Exercise brief: Rewrite the data below, replacing "Target" with "Object" and keeping everything else the same. Leave the pictures out of your version.

Dataset extract:
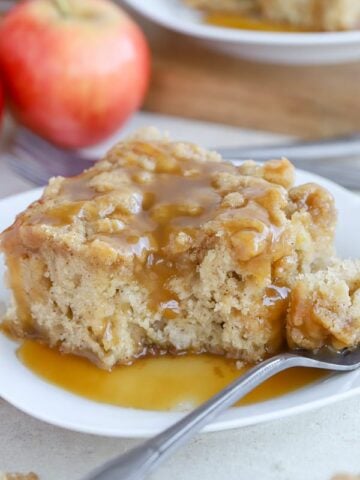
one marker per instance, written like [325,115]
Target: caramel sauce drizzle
[155,383]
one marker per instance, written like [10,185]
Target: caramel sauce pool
[155,383]
[250,23]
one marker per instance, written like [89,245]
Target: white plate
[29,393]
[290,48]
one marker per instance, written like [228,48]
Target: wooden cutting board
[193,81]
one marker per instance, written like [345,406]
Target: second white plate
[288,48]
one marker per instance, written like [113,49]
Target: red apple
[73,70]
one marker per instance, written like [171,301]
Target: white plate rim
[232,35]
[226,421]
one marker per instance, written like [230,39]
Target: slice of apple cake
[163,247]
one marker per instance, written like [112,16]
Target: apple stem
[63,6]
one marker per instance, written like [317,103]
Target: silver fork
[140,461]
[38,160]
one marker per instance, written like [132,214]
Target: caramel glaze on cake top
[154,210]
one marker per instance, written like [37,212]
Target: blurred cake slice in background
[313,15]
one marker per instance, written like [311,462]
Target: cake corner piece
[163,247]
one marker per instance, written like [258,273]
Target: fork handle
[138,462]
[301,151]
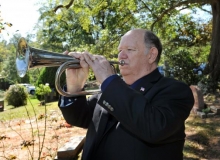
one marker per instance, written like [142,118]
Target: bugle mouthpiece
[121,62]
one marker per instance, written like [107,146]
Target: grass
[203,138]
[32,108]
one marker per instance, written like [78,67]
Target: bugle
[28,58]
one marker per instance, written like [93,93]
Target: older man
[137,117]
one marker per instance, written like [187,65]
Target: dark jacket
[145,123]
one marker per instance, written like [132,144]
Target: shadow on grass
[203,138]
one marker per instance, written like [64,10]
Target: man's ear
[153,55]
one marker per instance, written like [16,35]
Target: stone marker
[71,149]
[198,98]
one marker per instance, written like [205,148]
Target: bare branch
[174,6]
[62,6]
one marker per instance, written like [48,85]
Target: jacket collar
[143,84]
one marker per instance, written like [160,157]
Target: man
[138,117]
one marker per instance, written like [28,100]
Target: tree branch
[173,7]
[62,6]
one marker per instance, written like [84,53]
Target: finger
[83,64]
[66,52]
[77,55]
[89,58]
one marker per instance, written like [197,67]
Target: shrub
[16,95]
[42,90]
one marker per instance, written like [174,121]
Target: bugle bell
[28,57]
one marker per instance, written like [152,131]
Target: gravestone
[198,99]
[71,149]
[1,105]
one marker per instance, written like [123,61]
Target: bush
[16,95]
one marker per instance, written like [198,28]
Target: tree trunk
[214,56]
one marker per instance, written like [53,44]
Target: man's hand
[100,66]
[76,78]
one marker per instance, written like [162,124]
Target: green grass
[33,108]
[203,138]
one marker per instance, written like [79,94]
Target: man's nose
[122,55]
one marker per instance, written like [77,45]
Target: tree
[105,21]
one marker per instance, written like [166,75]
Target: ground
[19,138]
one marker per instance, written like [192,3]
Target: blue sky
[22,14]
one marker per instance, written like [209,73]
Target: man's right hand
[76,78]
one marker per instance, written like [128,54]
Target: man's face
[134,52]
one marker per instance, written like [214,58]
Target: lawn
[32,108]
[202,135]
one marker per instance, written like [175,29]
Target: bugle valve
[28,58]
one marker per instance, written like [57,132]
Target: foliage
[207,85]
[181,66]
[16,95]
[43,89]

Result for this task:
one marker per instance, written like [325,115]
Object: caramel sauce drizzle
[155,383]
one marker per instance, written like [10,185]
Object: caramel sauce pool
[155,383]
[250,23]
one marker per instance, written like [89,245]
Object: white plate
[29,393]
[290,48]
one marker per instance, written like [228,48]
Object: wooden cutting board
[193,81]
one marker per instance, written like [345,406]
Object: second white plate
[288,48]
one marker per instance, written like [113,49]
Object: red apple
[73,70]
one marker per instance, written like [171,301]
Object: white plate rim
[232,35]
[226,421]
one marker per instance, written like [230,39]
Object: slice of apple cake
[163,247]
one marker per instance, written like [112,16]
Object: apple stem
[63,6]
one marker per instance, written like [317,103]
Object: silver fork
[140,461]
[38,160]
one marker per instance, written like [132,214]
Object: caramel glaze on cake top
[154,210]
one marker per instance, written like [37,212]
Object: blurred cake slice in background
[313,15]
one marker per instance, written like [311,462]
Object: cake corner piece
[163,247]
one marker per instance, written like [258,273]
Object: fork handle
[138,462]
[301,151]
one marker per instance, written like [142,118]
Object: bugle mouthpiece
[121,62]
one marker per instance, written like [107,146]
Object: grass
[203,138]
[32,108]
one marker per instance, written like [78,67]
Object: bugle
[28,58]
one marker per instance, written like [93,93]
Object: older man
[137,117]
one marker per instance, written like [187,65]
Object: dark jacket
[145,123]
one marker per instance, written like [132,144]
Object: shadow on grass
[203,138]
one marker per instance, written like [64,10]
Object: man's ear
[153,55]
one marker per instance, written like [16,35]
Object: stone marker
[71,149]
[198,98]
one marker per instance, written like [205,148]
Object: bare branch
[174,6]
[62,6]
one marker per instance, written like [48,85]
Object: jacket collar
[143,84]
one marker per instance, written like [160,157]
Object: man
[138,117]
one marker per instance, written like [28,100]
Object: tree branch
[173,7]
[62,6]
one marker per instance, written like [84,53]
Object: finger
[83,64]
[66,52]
[77,55]
[89,58]
one marker per instance, written like [197,67]
Object: shrub
[16,95]
[42,90]
one marker per instance, written like [174,121]
Object: bugle bell
[28,57]
one marker per instance, written like [152,131]
Object: gravestone
[198,99]
[71,149]
[1,105]
one marker per instance, written like [123,61]
Object: bush
[16,95]
one marker per instance, written like [198,28]
Object: tree trunk
[214,56]
one marker per instance, written like [53,44]
Object: man's hand
[100,66]
[76,78]
one marker per instance, written like [162,124]
Object: green grass
[33,108]
[203,138]
one marker per instance, written like [79,94]
Object: man's nose
[122,55]
one marker per instance, written like [77,45]
Object: tree
[105,21]
one marker per instance, written like [166,75]
Object: ground
[19,138]
one marker per instance, written like [192,3]
Object: blue sky
[22,14]
one marker per instance, written like [209,73]
Object: man's right hand
[76,78]
one marker per instance, written like [128,54]
Object: man's face
[134,52]
one marker per instance, written like [214,58]
Object: lawn
[32,108]
[202,135]
one marker per instance, written like [175,29]
Object: bugle valve
[28,58]
one marker per instance, written like [57,132]
Object: foliage
[207,85]
[181,66]
[16,95]
[43,89]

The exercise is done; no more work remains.